§ Exercise aim
Pick out and copy every line in the rows below that contains the string "panel". Case counts.

§ Extracted records

——

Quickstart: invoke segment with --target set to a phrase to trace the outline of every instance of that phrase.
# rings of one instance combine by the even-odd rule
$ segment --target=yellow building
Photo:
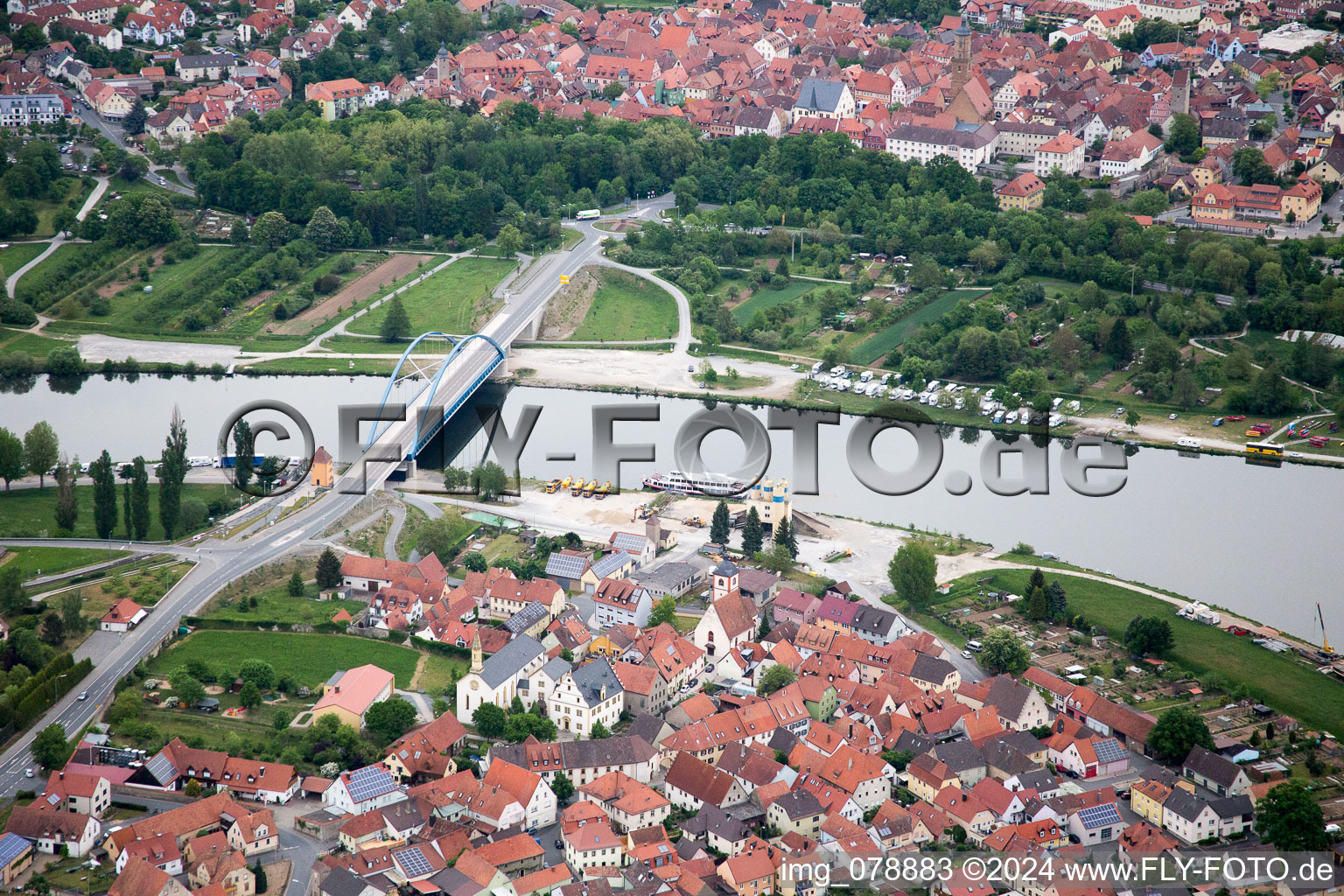
[[[1160,780],[1145,780],[1129,789],[1129,807],[1136,815],[1157,827],[1163,826],[1163,803],[1172,789]]]
[[[1009,208],[1031,211],[1040,208],[1040,204],[1046,201],[1046,183],[1028,171],[1000,187],[996,195],[999,196],[999,211]]]
[[[364,713],[375,703],[392,696],[395,676],[386,669],[368,664],[337,672],[323,685],[323,696],[313,707],[313,721],[321,716],[336,716],[341,724],[360,731],[364,727]]]
[[[320,489],[332,486],[332,455],[321,445],[313,453],[312,484]]]

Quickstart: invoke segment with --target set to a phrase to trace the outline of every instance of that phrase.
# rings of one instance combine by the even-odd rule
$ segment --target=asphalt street
[[[109,138],[113,137],[109,136]],[[671,196],[663,196],[653,203],[646,203],[641,214],[653,215],[671,204]],[[501,345],[508,345],[544,308],[547,300],[559,290],[560,274],[573,274],[589,263],[589,259],[598,255],[601,243],[609,234],[594,228],[591,222],[581,223],[578,230],[583,236],[579,243],[570,250],[543,255],[508,285],[511,292],[507,294],[505,305],[487,324],[484,334]],[[439,387],[433,396],[438,404],[444,406],[445,415],[449,415],[461,400],[465,400],[473,384],[488,372],[495,356],[495,349],[484,340],[473,340],[462,347],[458,357],[444,372]],[[122,549],[176,553],[196,562],[196,566],[159,600],[148,619],[137,629],[125,634],[97,631],[75,650],[77,661],[85,657],[93,658],[95,664],[93,674],[75,685],[70,693],[35,720],[4,754],[0,754],[0,794],[11,795],[31,786],[24,772],[34,766],[31,746],[36,732],[52,723],[60,723],[70,733],[82,729],[98,716],[103,704],[110,700],[116,682],[168,638],[176,630],[181,617],[199,610],[216,591],[239,575],[266,564],[296,549],[305,540],[320,535],[348,513],[364,493],[382,488],[401,457],[405,455],[405,446],[411,445],[415,415],[409,414],[409,418],[403,423],[387,426],[374,450],[366,451],[351,465],[345,476],[336,482],[336,489],[284,520],[270,524],[263,533],[253,535],[246,543],[211,539],[199,545],[169,547],[136,543],[109,544],[102,540],[85,539],[0,539],[0,543],[13,545],[120,547]],[[378,449],[390,446],[403,446],[396,453],[395,462],[370,459],[379,457]],[[367,481],[358,494],[341,492],[341,488],[351,488],[362,480]],[[267,505],[273,505],[278,500],[263,498],[253,505],[253,512],[265,510]],[[86,700],[78,699],[81,692],[87,692]]]

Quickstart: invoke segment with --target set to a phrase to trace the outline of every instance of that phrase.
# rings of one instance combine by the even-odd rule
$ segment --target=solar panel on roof
[[[1091,806],[1081,810],[1078,819],[1083,823],[1083,827],[1101,827],[1102,825],[1120,823],[1120,813],[1116,810],[1114,803],[1106,803],[1105,806]]]
[[[386,794],[395,786],[392,776],[378,766],[364,766],[349,772],[349,795],[355,802]]]
[[[19,834],[0,837],[0,868],[4,868],[31,848],[32,842]]]
[[[1105,740],[1098,740],[1093,744],[1093,750],[1097,754],[1099,762],[1120,762],[1129,755],[1129,751],[1120,746],[1120,742],[1114,737],[1106,737]]]
[[[167,785],[169,780],[177,776],[177,768],[172,764],[172,760],[169,760],[168,756],[165,756],[164,754],[159,754],[157,756],[151,759],[149,764],[146,764],[145,768],[149,771],[151,775],[155,776],[155,780],[157,780],[161,785]]]
[[[577,557],[573,553],[552,553],[546,562],[546,575],[558,575],[566,579],[577,579],[583,575],[587,557]]]
[[[402,868],[406,869],[407,876],[418,877],[419,875],[429,875],[434,868],[425,858],[425,853],[419,850],[419,846],[411,846],[410,849],[403,849],[396,853],[396,861]]]

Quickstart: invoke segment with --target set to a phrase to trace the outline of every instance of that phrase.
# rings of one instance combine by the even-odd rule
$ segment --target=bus
[[[1247,454],[1267,454],[1270,457],[1284,457],[1284,446],[1273,442],[1247,442]]]

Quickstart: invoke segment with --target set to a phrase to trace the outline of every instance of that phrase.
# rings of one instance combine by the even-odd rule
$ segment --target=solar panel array
[[[419,846],[411,846],[410,849],[403,849],[398,853],[396,862],[406,869],[407,877],[419,877],[421,875],[429,875],[434,870],[434,866],[429,864],[425,858],[425,853],[419,850]]]
[[[4,868],[31,848],[32,844],[19,834],[0,837],[0,868]]]
[[[1120,762],[1129,755],[1129,751],[1120,746],[1114,737],[1103,737],[1093,742],[1098,762]]]
[[[1091,806],[1089,809],[1079,810],[1078,821],[1083,823],[1083,827],[1101,827],[1102,825],[1118,825],[1120,813],[1116,810],[1114,803],[1106,803],[1105,806]]]
[[[577,557],[573,553],[552,553],[546,562],[546,575],[558,575],[562,579],[577,579],[583,575],[587,557]]]
[[[145,766],[151,775],[161,785],[167,785],[177,776],[177,768],[165,754],[159,754]]]
[[[355,802],[364,802],[395,789],[392,776],[378,766],[364,766],[349,772],[349,795]]]

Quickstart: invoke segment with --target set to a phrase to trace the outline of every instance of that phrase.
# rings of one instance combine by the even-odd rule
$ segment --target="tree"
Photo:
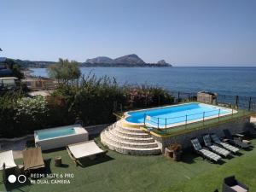
[[[78,80],[81,76],[79,62],[75,61],[69,61],[67,59],[59,59],[56,64],[50,65],[48,67],[48,73],[50,78],[58,80],[58,83],[68,84]]]

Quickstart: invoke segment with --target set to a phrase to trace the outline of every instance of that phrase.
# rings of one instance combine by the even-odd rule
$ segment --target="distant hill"
[[[14,60],[16,63],[20,65],[24,68],[32,67],[32,68],[46,68],[49,65],[55,64],[54,61],[33,61],[28,60]]]
[[[83,67],[172,67],[171,64],[166,63],[164,60],[157,63],[146,63],[136,54],[131,54],[116,59],[111,59],[107,56],[98,56],[92,59],[86,60],[82,63]]]
[[[113,60],[108,56],[98,56],[93,59],[88,59],[86,63],[97,64],[97,63],[113,63]]]
[[[5,59],[5,58],[4,58]],[[3,58],[2,59],[3,60]],[[34,61],[28,60],[14,60],[16,63],[23,68],[46,68],[49,65],[55,64],[55,61]],[[156,63],[146,63],[136,54],[131,54],[116,59],[111,59],[108,56],[98,56],[92,59],[86,60],[85,62],[79,63],[81,67],[172,67],[171,64],[166,63],[165,60],[161,60]]]

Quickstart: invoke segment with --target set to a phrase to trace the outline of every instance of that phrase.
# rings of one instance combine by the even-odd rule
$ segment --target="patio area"
[[[99,143],[98,138],[96,139]],[[220,164],[203,160],[193,152],[185,151],[181,162],[164,155],[131,156],[108,150],[107,155],[96,160],[84,160],[84,167],[76,166],[66,149],[44,152],[48,173],[73,174],[70,183],[57,184],[47,178],[49,183],[24,184],[0,191],[221,191],[223,178],[230,175],[256,191],[256,139],[252,140],[253,149],[241,150],[240,155],[224,159]],[[63,166],[55,166],[55,157],[61,156]],[[16,160],[17,164],[22,160]],[[0,177],[3,180],[2,176]],[[45,178],[44,178],[45,180]],[[44,179],[38,179],[42,181]],[[206,184],[207,183],[207,184]]]

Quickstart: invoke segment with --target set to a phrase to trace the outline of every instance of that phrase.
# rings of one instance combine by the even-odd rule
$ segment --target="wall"
[[[224,137],[223,130],[229,129],[231,134],[243,132],[247,131],[245,127],[245,124],[250,122],[250,118],[243,118],[236,119],[236,121],[221,124],[218,125],[212,126],[209,128],[194,131],[189,133],[185,133],[183,135],[173,136],[170,137],[159,137],[152,135],[152,137],[155,139],[158,143],[159,146],[161,148],[162,152],[166,147],[170,146],[172,143],[180,143],[183,148],[190,148],[191,143],[190,139],[193,137],[198,137],[200,142],[203,142],[201,138],[201,135],[207,134],[207,133],[216,133],[219,137]]]

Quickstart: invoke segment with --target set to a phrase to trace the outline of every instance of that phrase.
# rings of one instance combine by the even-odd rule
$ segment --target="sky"
[[[1,0],[0,56],[256,67],[254,0]]]

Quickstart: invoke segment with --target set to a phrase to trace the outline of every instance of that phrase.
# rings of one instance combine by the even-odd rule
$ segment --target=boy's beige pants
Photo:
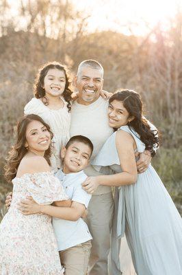
[[[91,249],[91,241],[60,251],[65,275],[86,275]]]

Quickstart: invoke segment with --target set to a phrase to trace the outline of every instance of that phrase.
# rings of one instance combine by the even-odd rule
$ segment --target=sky
[[[182,0],[73,0],[77,9],[90,14],[88,29],[112,29],[141,35],[159,22],[167,28]],[[126,27],[127,25],[127,27]],[[130,29],[129,30],[129,26]]]
[[[26,1],[26,0],[23,0]],[[36,0],[31,0],[34,1]],[[66,0],[64,0],[66,1]],[[125,34],[147,34],[159,22],[167,28],[182,0],[69,0],[88,19],[88,31],[112,30]],[[16,16],[20,0],[8,0]]]

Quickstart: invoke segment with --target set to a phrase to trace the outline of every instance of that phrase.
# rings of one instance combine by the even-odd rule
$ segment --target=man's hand
[[[40,213],[41,206],[37,204],[31,197],[27,197],[27,199],[22,199],[18,205],[18,209],[21,214],[25,215]]]
[[[88,194],[92,194],[99,186],[96,177],[88,177],[82,184],[82,187]]]
[[[9,208],[10,205],[11,205],[11,202],[12,200],[12,192],[10,192],[5,198],[5,205],[6,208]]]
[[[151,152],[149,151],[145,150],[144,153],[135,153],[135,157],[138,157],[140,155],[140,159],[137,161],[137,170],[138,173],[143,173],[146,170],[151,162]]]

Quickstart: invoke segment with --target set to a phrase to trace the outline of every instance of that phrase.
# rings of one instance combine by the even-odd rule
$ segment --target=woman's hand
[[[101,90],[100,91],[100,95],[101,96],[102,98],[107,100],[107,99],[109,99],[112,97],[112,96],[113,95],[113,94],[109,93],[109,91],[107,91]]]
[[[5,198],[5,205],[6,208],[8,209],[8,208],[10,208],[10,205],[11,205],[12,200],[12,192],[10,192],[6,196],[6,198]]]
[[[82,187],[88,194],[92,194],[99,186],[97,177],[88,177],[82,184]]]
[[[37,204],[31,197],[27,197],[27,199],[22,199],[18,205],[18,209],[21,214],[25,215],[40,213],[41,206]]]

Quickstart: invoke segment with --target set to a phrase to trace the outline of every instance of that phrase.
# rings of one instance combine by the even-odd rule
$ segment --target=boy
[[[55,174],[72,201],[71,207],[66,208],[68,212],[65,208],[61,208],[64,216],[59,215],[60,209],[56,208],[57,218],[55,215],[53,218],[66,275],[87,273],[92,238],[81,216],[88,208],[91,195],[83,190],[81,184],[87,178],[83,170],[88,166],[92,151],[93,145],[88,138],[81,135],[71,138],[61,151],[63,168]]]

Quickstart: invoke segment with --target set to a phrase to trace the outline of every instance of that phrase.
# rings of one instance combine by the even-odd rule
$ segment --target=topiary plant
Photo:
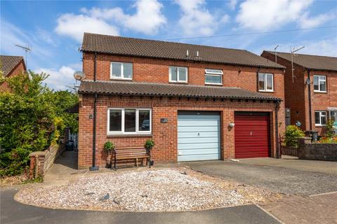
[[[104,144],[104,150],[107,153],[111,153],[114,149],[114,145],[112,142],[108,141]]]
[[[286,146],[297,146],[297,138],[303,137],[305,136],[303,131],[296,125],[289,125],[286,127],[286,133],[284,134],[284,141]]]
[[[154,141],[152,139],[146,140],[145,145],[144,146],[147,150],[151,150],[154,146]]]

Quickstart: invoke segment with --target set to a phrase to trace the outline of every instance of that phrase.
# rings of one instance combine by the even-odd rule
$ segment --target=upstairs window
[[[326,111],[315,111],[315,125],[316,126],[326,125]]]
[[[314,92],[326,92],[326,76],[314,76]]]
[[[150,108],[109,108],[107,134],[151,134]]]
[[[258,74],[258,91],[273,92],[274,91],[274,76],[268,73]]]
[[[110,78],[132,80],[132,63],[111,62]]]
[[[223,74],[221,70],[205,69],[205,84],[223,85]]]
[[[169,67],[170,83],[187,83],[187,68],[185,67]]]

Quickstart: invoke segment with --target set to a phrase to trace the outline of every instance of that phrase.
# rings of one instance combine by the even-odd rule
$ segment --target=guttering
[[[95,52],[95,58],[93,61],[93,81],[96,81],[96,60],[97,52]],[[97,93],[95,94],[93,100],[93,165],[90,167],[90,171],[98,170],[100,168],[96,167],[96,116],[97,116]]]
[[[310,81],[310,70],[307,69],[308,71],[308,78],[309,81]],[[310,130],[312,130],[312,111],[311,111],[311,85],[310,84],[308,85],[308,99],[309,101],[309,127]]]

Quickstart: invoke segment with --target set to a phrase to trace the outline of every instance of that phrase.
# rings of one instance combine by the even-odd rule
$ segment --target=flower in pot
[[[147,151],[147,153],[150,155],[149,162],[151,166],[153,165],[154,161],[151,160],[151,150],[152,149],[153,146],[154,146],[154,141],[152,139],[147,139],[145,141],[145,144],[144,146]]]
[[[108,141],[105,142],[104,144],[104,150],[107,153],[107,167],[111,167],[112,164],[112,152],[114,150],[114,144]]]

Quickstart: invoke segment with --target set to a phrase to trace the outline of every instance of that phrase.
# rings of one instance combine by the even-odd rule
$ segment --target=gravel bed
[[[179,211],[256,203],[275,196],[187,168],[173,168],[91,174],[65,185],[25,188],[15,200],[53,209]]]

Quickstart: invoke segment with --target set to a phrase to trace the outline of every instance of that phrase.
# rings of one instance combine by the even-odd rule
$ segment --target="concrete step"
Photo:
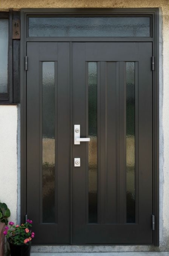
[[[169,256],[169,252],[123,253],[32,253],[31,256]]]

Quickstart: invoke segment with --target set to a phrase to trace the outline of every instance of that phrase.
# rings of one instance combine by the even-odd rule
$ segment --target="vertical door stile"
[[[139,122],[138,122],[138,62],[135,62],[135,221],[139,220]]]
[[[116,223],[120,223],[120,62],[116,62],[116,80],[115,80],[115,107],[116,107],[116,118],[115,118],[115,135],[116,135]]]
[[[126,63],[120,62],[120,222],[126,223]]]
[[[98,184],[98,223],[101,223],[101,62],[97,63],[97,184]]]

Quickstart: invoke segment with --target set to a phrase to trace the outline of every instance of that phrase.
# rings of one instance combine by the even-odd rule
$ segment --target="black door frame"
[[[29,38],[28,17],[34,16],[95,17],[148,16],[151,18],[150,37],[109,38]],[[152,245],[159,246],[159,9],[157,8],[132,9],[28,9],[21,10],[21,221],[25,221],[26,214],[26,72],[25,57],[27,42],[152,42],[152,56],[155,57],[155,68],[152,71],[153,81],[153,212],[155,216],[155,230]],[[150,65],[151,63],[150,63]],[[29,63],[28,64],[29,68]],[[141,245],[141,244],[139,244]],[[50,245],[51,245],[50,244]],[[128,244],[127,245],[129,245]]]

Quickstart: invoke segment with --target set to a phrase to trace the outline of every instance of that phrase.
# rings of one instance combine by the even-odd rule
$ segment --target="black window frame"
[[[0,12],[0,19],[9,20],[7,93],[0,93],[0,105],[20,102],[20,40],[12,39],[12,19],[20,19],[20,11]]]

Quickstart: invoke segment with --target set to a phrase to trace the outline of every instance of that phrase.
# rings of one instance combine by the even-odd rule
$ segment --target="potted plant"
[[[9,209],[6,204],[5,203],[0,203],[0,221],[7,225],[8,223],[8,218],[10,215]]]
[[[19,226],[10,221],[9,228],[5,227],[3,234],[9,244],[11,256],[30,256],[31,240],[35,235],[31,230],[32,223],[32,220],[28,220]]]

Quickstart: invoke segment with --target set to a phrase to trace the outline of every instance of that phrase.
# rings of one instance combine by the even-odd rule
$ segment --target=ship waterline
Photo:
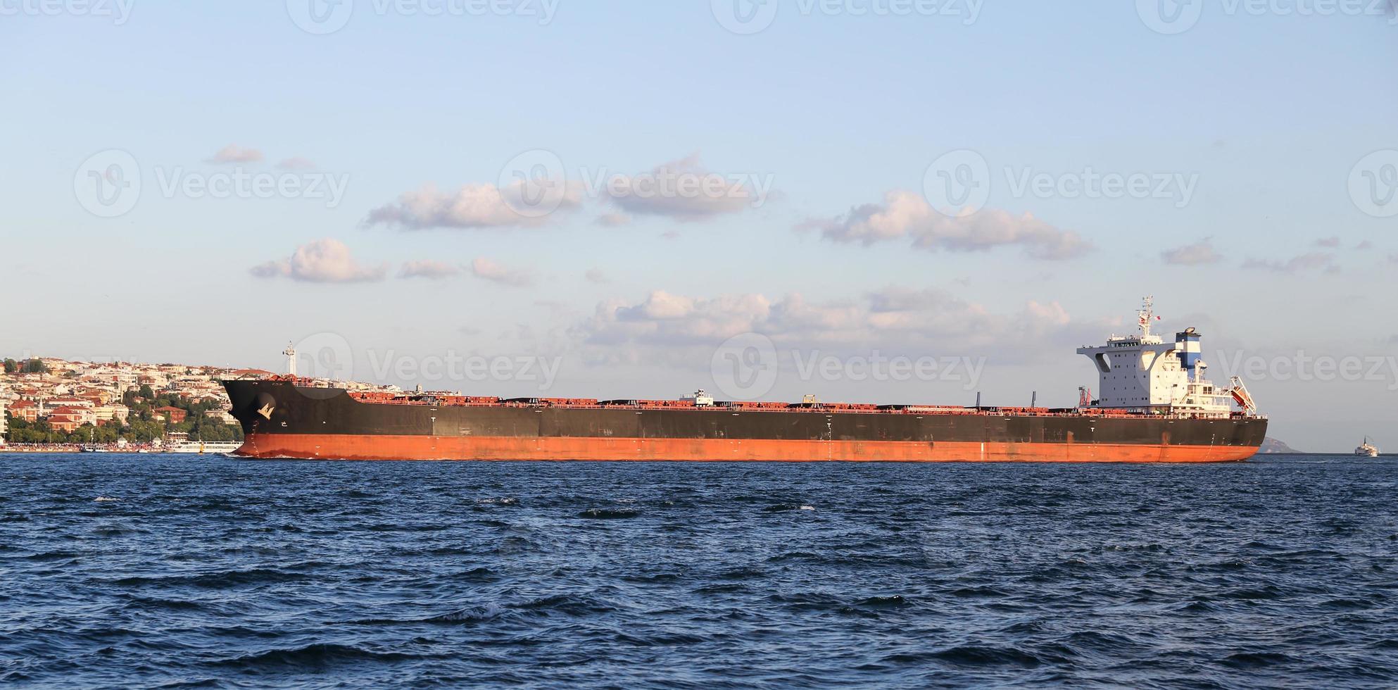
[[[974,441],[252,435],[239,455],[341,460],[1237,462],[1250,446]]]
[[[295,381],[228,382],[239,455],[403,460],[1229,462],[1267,420],[1111,410],[821,406],[650,407],[646,402],[369,400]],[[721,404],[721,403],[720,403]],[[741,404],[741,403],[740,403]],[[748,403],[773,404],[773,403]],[[870,406],[872,407],[872,406]]]

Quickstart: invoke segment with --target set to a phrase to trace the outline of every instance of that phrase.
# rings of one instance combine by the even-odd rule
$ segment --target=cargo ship
[[[1099,397],[1076,407],[484,397],[228,381],[247,458],[344,460],[1230,462],[1267,417],[1233,376],[1215,386],[1201,335],[1138,333],[1085,346]],[[292,353],[292,350],[288,350]]]

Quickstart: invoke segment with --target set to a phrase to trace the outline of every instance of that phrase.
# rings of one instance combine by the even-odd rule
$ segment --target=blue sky
[[[124,21],[0,3],[6,354],[278,368],[285,342],[334,333],[355,378],[375,378],[369,358],[389,351],[544,353],[561,358],[554,395],[671,397],[713,388],[714,347],[754,330],[781,351],[986,357],[974,388],[988,402],[1039,390],[1071,404],[1095,385],[1072,346],[1130,330],[1139,297],[1155,294],[1166,329],[1205,332],[1206,358],[1274,369],[1248,381],[1274,435],[1346,448],[1398,421],[1387,368],[1398,355],[1387,211],[1398,209],[1366,207],[1350,189],[1378,153],[1364,165],[1383,200],[1398,160],[1391,15],[1205,3],[1187,31],[1162,34],[1142,20],[1149,3],[987,0],[970,21],[965,3],[854,15],[889,4],[804,13],[781,0],[770,25],[740,35],[710,1],[556,0],[545,22],[538,1],[426,15],[368,0],[316,35],[292,20],[299,0],[127,1]],[[214,162],[225,147],[228,162]],[[101,217],[74,178],[110,150],[136,161],[141,193]],[[962,150],[986,162],[984,209],[918,216],[928,167]],[[575,188],[582,172],[686,161],[769,181],[772,195],[685,214],[583,190],[527,223],[452,206],[464,186],[499,185],[524,151],[555,155]],[[1191,181],[1190,195],[1014,182],[1089,168]],[[327,207],[159,183],[239,169],[345,189]],[[438,209],[456,209],[446,227],[404,210],[403,195],[426,185]],[[900,199],[913,216],[892,213]],[[384,209],[411,223],[368,223]],[[607,214],[629,221],[597,223]],[[871,228],[886,234],[870,239]],[[1076,249],[1064,249],[1068,234]],[[326,239],[336,245],[316,245]],[[340,245],[350,269],[338,255],[292,260]],[[1050,246],[1064,251],[1042,256]],[[401,279],[405,262],[452,274]],[[1307,357],[1380,367],[1281,371]],[[440,388],[531,392],[510,379]],[[783,376],[770,397],[804,392],[974,396],[945,381]]]

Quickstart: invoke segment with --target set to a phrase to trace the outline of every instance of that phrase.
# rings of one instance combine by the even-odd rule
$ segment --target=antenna
[[[1137,321],[1141,325],[1141,340],[1151,337],[1151,322],[1155,321],[1155,295],[1145,295],[1141,300],[1141,309],[1137,311]]]
[[[295,376],[296,375],[296,346],[294,346],[294,344],[291,344],[291,342],[288,342],[287,343],[287,348],[282,350],[281,354],[287,355],[287,374],[291,374],[292,376]]]

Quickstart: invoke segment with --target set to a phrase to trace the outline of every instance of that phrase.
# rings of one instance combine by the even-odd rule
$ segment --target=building
[[[166,404],[165,407],[157,407],[157,409],[154,409],[151,411],[154,411],[155,414],[158,414],[158,416],[169,420],[171,424],[179,424],[179,423],[185,421],[185,417],[189,416],[187,411],[180,410],[179,407],[169,406],[169,404]]]
[[[15,400],[10,403],[10,416],[24,421],[39,421],[39,403],[34,400]]]
[[[96,418],[92,416],[92,410],[82,410],[78,407],[59,407],[49,413],[49,425],[55,431],[71,432],[81,427],[82,424],[95,424]]]
[[[222,421],[224,424],[229,424],[229,425],[233,425],[233,427],[238,425],[238,417],[233,417],[232,414],[229,414],[228,410],[219,410],[219,409],[204,410],[204,416],[208,417],[208,418],[211,418],[211,420]]]
[[[127,417],[131,416],[131,409],[122,403],[113,403],[94,407],[92,413],[96,417],[98,424],[126,424]]]

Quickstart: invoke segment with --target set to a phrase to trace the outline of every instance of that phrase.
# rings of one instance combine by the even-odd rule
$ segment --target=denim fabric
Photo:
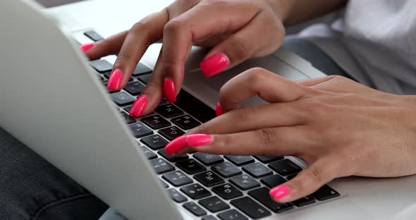
[[[0,128],[0,219],[98,219],[108,206]]]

——

§ Response below
$ segment --target=solar panel on roof
$ segment --target=solar panel array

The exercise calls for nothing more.